> COMPITO BREVE: Aggiorna la recensione riportandone il brano da "Il tempo vertiginoso" a "mistico e trascinante.", con "corni" al posto di "ottoni".

> TESTO DELLA PAGINA:
·····

Il tempo vertiginoso staccato da Sir Simon Rattle sembrava mettere in difficoltà i pur impeccabili archi dei Birmingham, per non parlare dei quattro ottoni, veramente sul filo del rasoio, collocati fuori scena. Non capivo la necessità di tanta urgenza, dal momento che l'opera a cui stavamo per assistere avrebbe dovuto incarnare le ipnotiche suggestioni di un lungo mistero.
Sbagliavo.
Simon Rattle ha fatto dell'urgenza ritmica e narrativa il fulcro stesso della sua lettura, quasi un defluire rabbioso e inarrestabile del Tempo, trascinato nei mille inutili contorcimenti dei personaggi dell'opera.
Solo al finale, quando ormai la vicenda si libera della dittatura del Tempo (e dalla fuggevolezza delle cellule melodiche) per approdare all'eternità del mito, Rattle ha spiegato la sua orchestra in un canto mistico e trascinante.
Al centro di questo turbinio di suoni, limpidi come cristalli, si ergeva misteriosa e statuaria la Diva, colei che al fluire del tempo e delle passioni è sempre rimasta estranea: la donna che, prolungando di trecento anni la sua gioventù (grazie a un elisir del padre alchimista), ha barattato la propria vita con una lunga esistenza priva di passioni, di entusiasmi, di paure.
Non è facile raccontare, a chi non era presente, cosa è stata Anja Silja.

·····

> RECORD:
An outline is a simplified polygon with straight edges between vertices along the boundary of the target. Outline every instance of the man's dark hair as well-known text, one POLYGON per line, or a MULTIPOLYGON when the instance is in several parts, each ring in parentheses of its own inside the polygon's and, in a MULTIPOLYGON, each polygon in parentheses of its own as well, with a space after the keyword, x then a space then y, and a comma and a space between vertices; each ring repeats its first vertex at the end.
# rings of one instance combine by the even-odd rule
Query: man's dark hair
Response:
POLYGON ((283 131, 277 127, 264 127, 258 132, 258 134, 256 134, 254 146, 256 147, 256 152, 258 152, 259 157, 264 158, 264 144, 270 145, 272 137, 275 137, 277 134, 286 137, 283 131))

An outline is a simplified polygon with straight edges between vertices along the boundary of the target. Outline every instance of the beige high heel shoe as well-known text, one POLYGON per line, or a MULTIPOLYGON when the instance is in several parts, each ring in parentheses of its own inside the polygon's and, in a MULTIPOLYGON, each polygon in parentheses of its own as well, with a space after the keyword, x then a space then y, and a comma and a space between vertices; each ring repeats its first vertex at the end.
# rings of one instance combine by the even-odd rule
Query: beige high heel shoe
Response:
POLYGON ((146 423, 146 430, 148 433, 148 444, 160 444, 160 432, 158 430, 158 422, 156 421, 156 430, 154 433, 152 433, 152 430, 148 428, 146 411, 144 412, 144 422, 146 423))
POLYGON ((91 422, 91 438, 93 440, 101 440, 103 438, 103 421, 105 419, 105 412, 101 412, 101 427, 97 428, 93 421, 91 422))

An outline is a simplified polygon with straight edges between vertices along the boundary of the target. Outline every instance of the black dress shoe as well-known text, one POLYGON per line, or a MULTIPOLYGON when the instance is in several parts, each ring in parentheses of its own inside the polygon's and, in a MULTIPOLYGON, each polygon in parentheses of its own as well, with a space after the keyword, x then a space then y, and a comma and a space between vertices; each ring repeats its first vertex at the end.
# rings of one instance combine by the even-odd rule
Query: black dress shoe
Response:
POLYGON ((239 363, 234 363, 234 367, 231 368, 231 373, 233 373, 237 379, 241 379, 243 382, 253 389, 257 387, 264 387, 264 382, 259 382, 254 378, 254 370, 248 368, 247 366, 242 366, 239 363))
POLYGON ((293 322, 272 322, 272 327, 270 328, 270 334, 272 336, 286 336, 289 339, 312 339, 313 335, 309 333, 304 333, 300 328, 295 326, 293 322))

·····

> RISPOSTA QUI SOTTO:
Il tempo vertiginoso staccato da Sir Simon Rattle sembrava mettere in difficoltà i pur impeccabili archi dei Birmingham, per non parlare dei quattro corni, veramente sul filo del rasoio, collocati fuori scena. Non capivo la necessità di tanta urgenza, dal momento che l'opera a cui stavamo per assistere avrebbe dovuto incarnare le ipnotiche suggestioni di un lungo mistero.
Sbagliavo.
Simon Rattle ha fatto dell'urgenza ritmica e narrativa il fulcro stesso della sua lettura, quasi un defluire rabbioso e inarrestabile del Tempo, trascinato nei mille inutili contorcimenti dei personaggi dell'opera.
Solo al finale, quando ormai la vicenda si libera della dittatura del Tempo (e dalla fuggevolezza delle cellule melodiche) per approdare all'eternità del mito, Rattle ha spiegato la sua orchestra in un canto mistico e trascinante.